EXERCISE DIRECTIONS » Write out the whole listing. Leave out nothing.

RECORDS SHOWN »
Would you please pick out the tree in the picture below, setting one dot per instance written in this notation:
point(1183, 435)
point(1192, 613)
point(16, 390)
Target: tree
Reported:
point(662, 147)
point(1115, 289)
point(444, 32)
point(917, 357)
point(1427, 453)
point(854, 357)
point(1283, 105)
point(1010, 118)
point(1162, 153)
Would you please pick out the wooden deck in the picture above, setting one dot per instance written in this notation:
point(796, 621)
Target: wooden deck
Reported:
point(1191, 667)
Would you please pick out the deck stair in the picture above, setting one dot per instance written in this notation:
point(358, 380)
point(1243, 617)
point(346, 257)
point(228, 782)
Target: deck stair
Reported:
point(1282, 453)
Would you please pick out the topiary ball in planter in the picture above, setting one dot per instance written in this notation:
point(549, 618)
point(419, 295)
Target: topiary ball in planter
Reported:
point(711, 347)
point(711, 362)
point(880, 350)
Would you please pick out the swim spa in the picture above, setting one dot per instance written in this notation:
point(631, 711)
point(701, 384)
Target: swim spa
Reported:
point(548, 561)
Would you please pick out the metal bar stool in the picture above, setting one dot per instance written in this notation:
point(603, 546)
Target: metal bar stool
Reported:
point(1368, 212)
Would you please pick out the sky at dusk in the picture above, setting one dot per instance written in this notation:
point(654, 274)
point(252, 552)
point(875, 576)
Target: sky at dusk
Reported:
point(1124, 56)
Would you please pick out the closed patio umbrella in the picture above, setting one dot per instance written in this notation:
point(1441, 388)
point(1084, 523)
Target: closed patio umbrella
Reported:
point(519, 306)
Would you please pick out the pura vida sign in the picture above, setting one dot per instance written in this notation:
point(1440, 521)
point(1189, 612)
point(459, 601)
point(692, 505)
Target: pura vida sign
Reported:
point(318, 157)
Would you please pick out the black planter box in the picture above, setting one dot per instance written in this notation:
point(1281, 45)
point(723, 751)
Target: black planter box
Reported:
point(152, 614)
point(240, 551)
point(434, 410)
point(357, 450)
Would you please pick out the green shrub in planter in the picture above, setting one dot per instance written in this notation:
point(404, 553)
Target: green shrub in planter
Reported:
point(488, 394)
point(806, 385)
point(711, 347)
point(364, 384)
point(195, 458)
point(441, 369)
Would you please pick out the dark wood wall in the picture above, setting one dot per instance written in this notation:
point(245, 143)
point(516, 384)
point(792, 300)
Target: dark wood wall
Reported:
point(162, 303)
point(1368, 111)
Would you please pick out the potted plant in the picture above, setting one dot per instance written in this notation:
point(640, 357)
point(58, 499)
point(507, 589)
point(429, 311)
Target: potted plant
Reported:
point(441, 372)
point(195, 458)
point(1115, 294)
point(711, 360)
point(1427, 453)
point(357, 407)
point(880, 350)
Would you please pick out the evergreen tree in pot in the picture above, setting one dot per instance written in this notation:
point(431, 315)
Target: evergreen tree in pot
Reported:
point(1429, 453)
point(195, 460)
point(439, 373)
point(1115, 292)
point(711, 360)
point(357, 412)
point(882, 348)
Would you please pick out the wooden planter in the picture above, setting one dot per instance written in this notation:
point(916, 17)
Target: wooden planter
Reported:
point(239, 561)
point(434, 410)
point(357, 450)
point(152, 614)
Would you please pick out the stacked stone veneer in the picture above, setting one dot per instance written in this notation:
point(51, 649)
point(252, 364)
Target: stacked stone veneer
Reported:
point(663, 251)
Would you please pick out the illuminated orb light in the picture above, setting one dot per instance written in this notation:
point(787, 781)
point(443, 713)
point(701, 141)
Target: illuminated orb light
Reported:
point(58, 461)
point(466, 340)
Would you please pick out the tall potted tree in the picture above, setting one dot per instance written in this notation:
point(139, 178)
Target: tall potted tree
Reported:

SOLUTION FOR THIS PROBLEM »
Would you please pick out the tree in the picture below, setting one dot per instance written in this notation:
point(1183, 435)
point(1192, 613)
point(16, 390)
Target: tree
Reported:
point(662, 147)
point(1115, 289)
point(444, 32)
point(917, 357)
point(1427, 453)
point(854, 357)
point(1283, 105)
point(1010, 118)
point(1162, 153)
Would you please pick out the wooden deck in the picture above, setting one dot per instance written in this notation:
point(796, 621)
Target: wooden deck
Reported:
point(1191, 667)
Would you please pick out the deck stair in the picture above, setting one dot per instance written in this notation:
point(358, 380)
point(1243, 617)
point(346, 257)
point(228, 782)
Target: deck stair
Reported:
point(1282, 453)
Would you please pick out the topiary ball in planter in the picture above, setting one dot per instance written in this notation:
point(549, 618)
point(419, 295)
Target: topiary ball in planter
Reported:
point(711, 347)
point(711, 362)
point(880, 350)
Would you please pick out the swim spa in the picture above, setting one dot per instance written in this notation:
point(631, 711)
point(701, 384)
Target: swim spa
Reported:
point(548, 561)
Would you please pick out the metal bar stool in the picture above, setting one dot per instance written in this notation:
point(603, 546)
Target: metal bar stool
Reported:
point(1368, 212)
Would you please pick out the sky at dusk in the picture above, setting one dot per instance written in this notation:
point(654, 274)
point(252, 552)
point(875, 576)
Target: sky at dusk
Reported:
point(1124, 56)
Would you please pick out the closed patio umbrella in the picture above, setting one dot per instance written in this notation:
point(1441, 388)
point(1084, 523)
Target: closed patio umbrella
Reported:
point(519, 306)
Would you please pick out the pura vida sign in the picture above, setting one dot per instance written in this notation:
point(1440, 521)
point(1189, 612)
point(459, 601)
point(692, 505)
Target: pura vida sign
Reported:
point(318, 157)
Would you please pick out the black planter box in the picture above, setting one dot per instance written in this notation:
point(1281, 45)
point(723, 751)
Target: black planter box
Reported:
point(152, 614)
point(240, 551)
point(434, 410)
point(357, 450)
Would you please pick out the green shrub in planter in the picture above, setting one dot per instance written in this notation:
point(404, 553)
Target: green shrub in planter
Reported:
point(488, 394)
point(806, 385)
point(711, 347)
point(364, 384)
point(195, 458)
point(441, 369)
Would you please pick out the dark wood wall in the picture above, setting one dot per instance written in this notation:
point(245, 143)
point(516, 384)
point(792, 300)
Target: dark wood wall
Reported:
point(162, 303)
point(1368, 111)
Would you please pick out the potted plant in the picture above, setting one dot per instance written in this notation:
point(640, 357)
point(58, 499)
point(507, 589)
point(429, 311)
Target: potted plant
Reported:
point(441, 372)
point(195, 458)
point(1115, 294)
point(711, 360)
point(1427, 453)
point(357, 407)
point(880, 350)
Would you please pick out the evergreen tree in pot in the picture above, setting one dot per instance written in this notation:
point(431, 315)
Target: evergreen tree in pot
Reported:
point(1429, 453)
point(195, 460)
point(439, 373)
point(1115, 292)
point(711, 360)
point(357, 412)
point(882, 348)
Would you please pick out the wooden planter in the picture above, setting one dot per instance written in this notation:
point(916, 17)
Target: wooden planter
Reported:
point(239, 561)
point(434, 410)
point(357, 450)
point(152, 614)
Would you please pick out the stacked stone veneer in the picture above, setting one dot per instance written in this notation:
point(51, 649)
point(252, 364)
Target: stacked stone veneer
Reported:
point(663, 251)
Would you please pick out the illuminated orb light in the picture above, setting one dot per instance written in this notation:
point(787, 781)
point(443, 713)
point(701, 141)
Target: illuminated orb light
Reported:
point(58, 461)
point(466, 340)
Would you please pick out the tall potted tree in the picture above, setting one dot per instance written in this notation:
point(139, 178)
Target: tall potted tree
Reported:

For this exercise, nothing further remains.